Source extract:

## Start

The first half $3.6 billion cash profit from continuing operations increased 2 per cent on the previous corresponding period and beat our $3.4 billion expectation by a healthy 6 per cent.

Tough conditions in retail banking in Australia continue to limit revenue growth, however, the bank is well placed to leverage opportunities in the Institutional Bank and New Zealand.

We increase our forecast fiscal 2019 cash profit to $6.9 billion from $6.7 billion previously, allowing for lower cost growth partially offset by lower net interest margins, and a modest increase in loan impairments. We increase our full-year dividend forecast marginally to $1.62 per share. Going forward we expect modest increases in dividends based on improving EPS, moderate loan growth and benign asset quality. Despite pressure on net interest margins and soft home loan growth, we liked the result and maintain our $29 fair value estimate. The stock is currently fairly valued.

## End

Requests:
1. Answer these questions using the bank earnings commentary.
(a) By what percentage did the first-half cash profit beat expectations?
(b) In which two areas is the bank said to be well placed to leverage opportunities?
(c) What fair value estimate is maintained?
2. Pick up the bank earnings commentary after its final sentence and write what comes next.

Image object location entries
## Start

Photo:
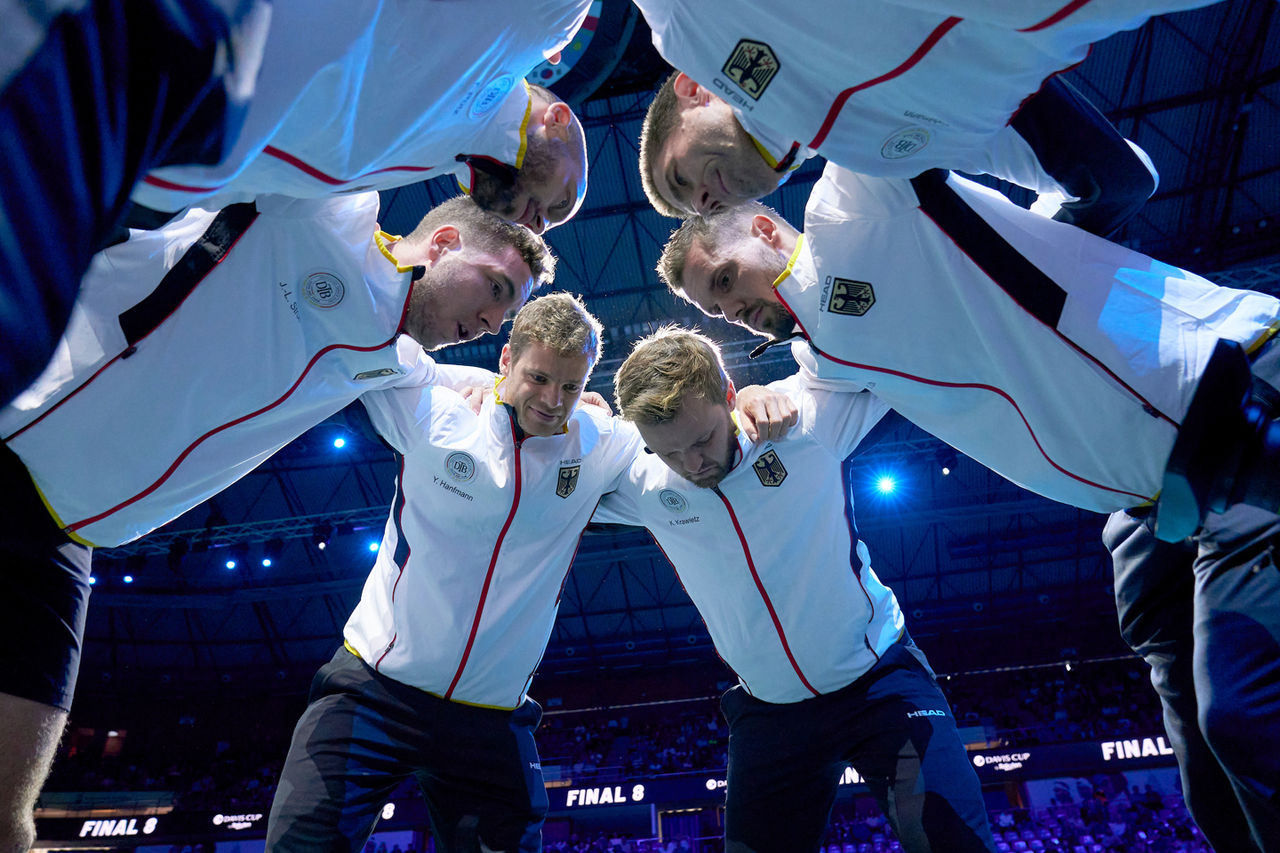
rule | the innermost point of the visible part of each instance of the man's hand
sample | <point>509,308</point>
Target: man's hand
<point>766,415</point>
<point>594,398</point>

## End

Answers for this exercise:
1.
(a) 6 per cent
(b) The Institutional Bank and New Zealand
(c) $29

2.
The highlight of the result was the surprising 2 per cent decline in operating expenses, more than compensating for the 1 per cent decline in revenue. During the past three years, the bank has absorbed expense inflation of approximately $550 million and reduced absolute costs by over $300 million. The first half fiscal 2019 cost to income ratio improved more than we expected to 44.8 per cent declining 0.53 per cent compared with previous corresponding period.

ANZ Bank incurred $175 million pre-tax in customer compensation costs in first half fiscal 2019 taking the total cost to $928 million since first half fiscal 2017. We think the bulk of the bank’s remediation cost recognition is now behind it as the bank started the process in early fiscal 2017.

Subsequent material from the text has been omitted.